Selected passage ::
··········

I (barely) recall those first weeks after my son was born. I do remember being in the hospital afterwards for five days due to a 2.5 cm laceration that my doctor knew wouldn’t heal if I went home right away. How right he was! It’s so hard to take care of yourself when you have a demanding little person to feed every two to three hours and are fumbling around in your new role as a parent. Staying at the hospital “forced” me to have daily sitz baths—which involve sitting in healing saline water for twenty minutes, three times a day. Try to do that at home with new infant responsibilities and parents and friends visiting! Taking care of yourself isn’t as important as getting some shut eye while your little cherub sleeps, right? Well, even so, it’s imperative to find time to take care of yourself in the five to six weeks after a baby is born. I’m not talking about losing the baby weight either—I’m talking about keeping your health and sanity in tact. Here are some tips that I’ve gleaned from friends and experts over the years:
The First Post-partum Checkup.
First and foremost, do not miss it! This checkup is essential, so make sure your partner, friend, or family member can help with the baby—and go. At this checkup, your obstetrician will check how your body is healing from labor and delivery or a Cesarean, as well as how your breasts are faring—as some women have painful infections when breastfeeding. Just as important, your physician will talk with you about your mental health—as baby blues and postpartum depression are different. Women need to talk about how they are feeling and get help if they are finding themselves depressed on a daily basis. (To read more on postpartum depression see: How Common is Postpartum Stress Disorder?) Finally, the postpartum checkup gives you the green light for sex and exercise and your doc will discuss contraception—as breastfeeding, even if exclusively, does not protect you from getting pregnant!
Meet Other Moms with Babies of the Same Age.
Even if you didn’t “click” with moms from your parenting or birthing classes, call them. Meeting up with moms of babies the same age helps. You can discuss sleeping problems, breastfeeding or bottle-feeding issues, in-law suggestions, etc. You’ll be surprised at how little else matters during this time when almost all topics of conversation turn to bowel movements, fever, and other fascinating parenting tidbits that you are now immersed in!
Four weeks after labor (six weeks after a Cesarean), most doctors say it is okay to exercise. Not only will it give you a lift and some fresh air, it will help with the sleep deprivation. During the first four weeks, take easy walks with the baby in the baby carrier. After you get the green light to exercise from your doctor, do so. Don’t worry about how you look—put on the sweats, strap on the baby, and go for a power walk. Enjoy the moment and drink in the scenery wherever you go. If you go to the gym, don’t leave the baby at the crèche just yet as she’s a bit too young to be around that many other children.
If neighbors offer to bring over dinner, let them. If family-members offer to clean or vacuum, say thank-you. This isn’t a time to try to keep the house perfect or to worry about what others think.
Sleep When the Baby Sleeps.

··········

Extracted records ::

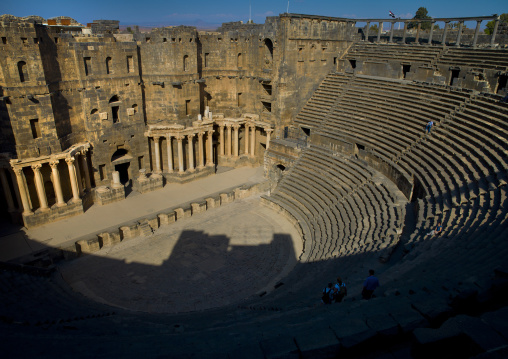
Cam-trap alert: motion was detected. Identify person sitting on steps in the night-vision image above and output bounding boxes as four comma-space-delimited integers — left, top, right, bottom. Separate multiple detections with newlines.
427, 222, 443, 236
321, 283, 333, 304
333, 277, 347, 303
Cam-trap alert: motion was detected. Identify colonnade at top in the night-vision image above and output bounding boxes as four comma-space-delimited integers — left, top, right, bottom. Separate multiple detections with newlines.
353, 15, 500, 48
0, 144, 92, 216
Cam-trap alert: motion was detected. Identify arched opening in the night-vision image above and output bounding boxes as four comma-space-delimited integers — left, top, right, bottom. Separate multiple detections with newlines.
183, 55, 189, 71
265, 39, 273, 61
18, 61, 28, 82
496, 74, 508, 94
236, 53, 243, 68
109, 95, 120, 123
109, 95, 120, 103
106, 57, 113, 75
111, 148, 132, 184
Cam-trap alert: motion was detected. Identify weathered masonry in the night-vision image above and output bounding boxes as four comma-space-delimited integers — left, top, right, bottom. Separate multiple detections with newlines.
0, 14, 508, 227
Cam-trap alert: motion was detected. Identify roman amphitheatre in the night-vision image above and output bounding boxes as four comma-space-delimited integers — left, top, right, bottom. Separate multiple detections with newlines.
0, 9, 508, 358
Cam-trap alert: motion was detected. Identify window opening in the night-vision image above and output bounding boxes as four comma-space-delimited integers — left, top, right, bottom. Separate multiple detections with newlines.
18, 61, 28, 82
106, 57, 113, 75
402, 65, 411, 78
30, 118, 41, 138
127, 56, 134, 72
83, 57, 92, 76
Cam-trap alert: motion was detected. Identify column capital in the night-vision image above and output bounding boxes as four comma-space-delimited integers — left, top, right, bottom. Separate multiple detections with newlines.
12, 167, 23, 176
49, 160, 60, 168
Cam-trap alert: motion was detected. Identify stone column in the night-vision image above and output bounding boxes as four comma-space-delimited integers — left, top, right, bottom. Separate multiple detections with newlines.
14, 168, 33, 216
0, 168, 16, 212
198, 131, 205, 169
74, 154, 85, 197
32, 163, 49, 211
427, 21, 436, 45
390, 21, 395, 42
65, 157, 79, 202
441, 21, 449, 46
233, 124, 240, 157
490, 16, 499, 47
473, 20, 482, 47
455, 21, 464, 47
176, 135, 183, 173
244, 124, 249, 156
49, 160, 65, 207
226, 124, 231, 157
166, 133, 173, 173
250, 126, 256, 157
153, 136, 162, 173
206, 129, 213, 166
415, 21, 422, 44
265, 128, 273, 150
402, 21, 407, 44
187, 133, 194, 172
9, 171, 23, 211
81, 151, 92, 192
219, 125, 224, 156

··········

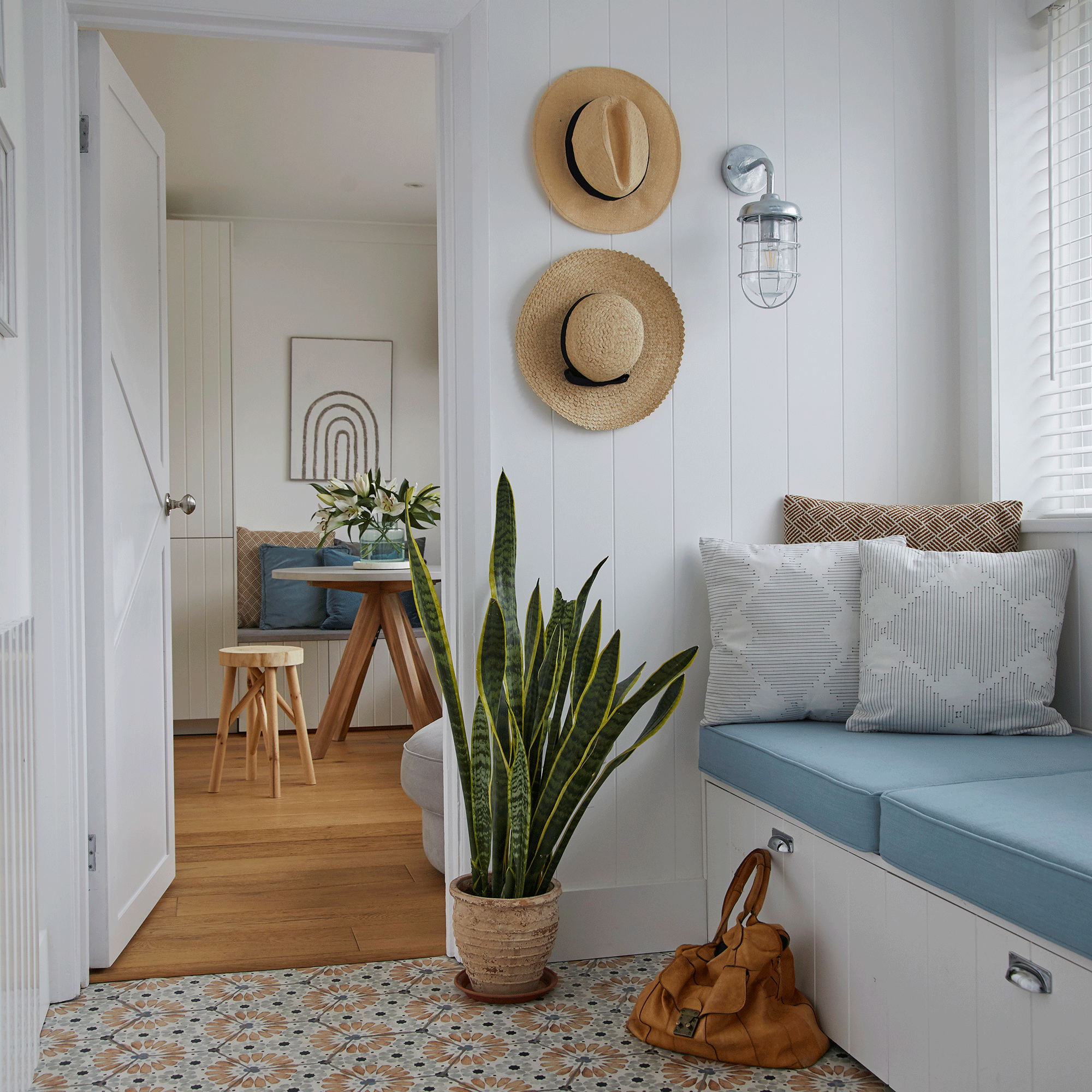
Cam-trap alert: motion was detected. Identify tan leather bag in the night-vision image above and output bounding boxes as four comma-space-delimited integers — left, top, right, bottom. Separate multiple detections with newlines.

··········

Exercise goal ::
Answer these questions about the postpartum self-care text:
1. How many days did the writer stay in the hospital after the birth?
2. Does breastfeeding protect against getting pregnant?
3. After a Cesarean, how long do most doctors say to wait before exercising?

Output below ::
1. Five days.
2. No, not even if it is exclusive.
3. Six weeks.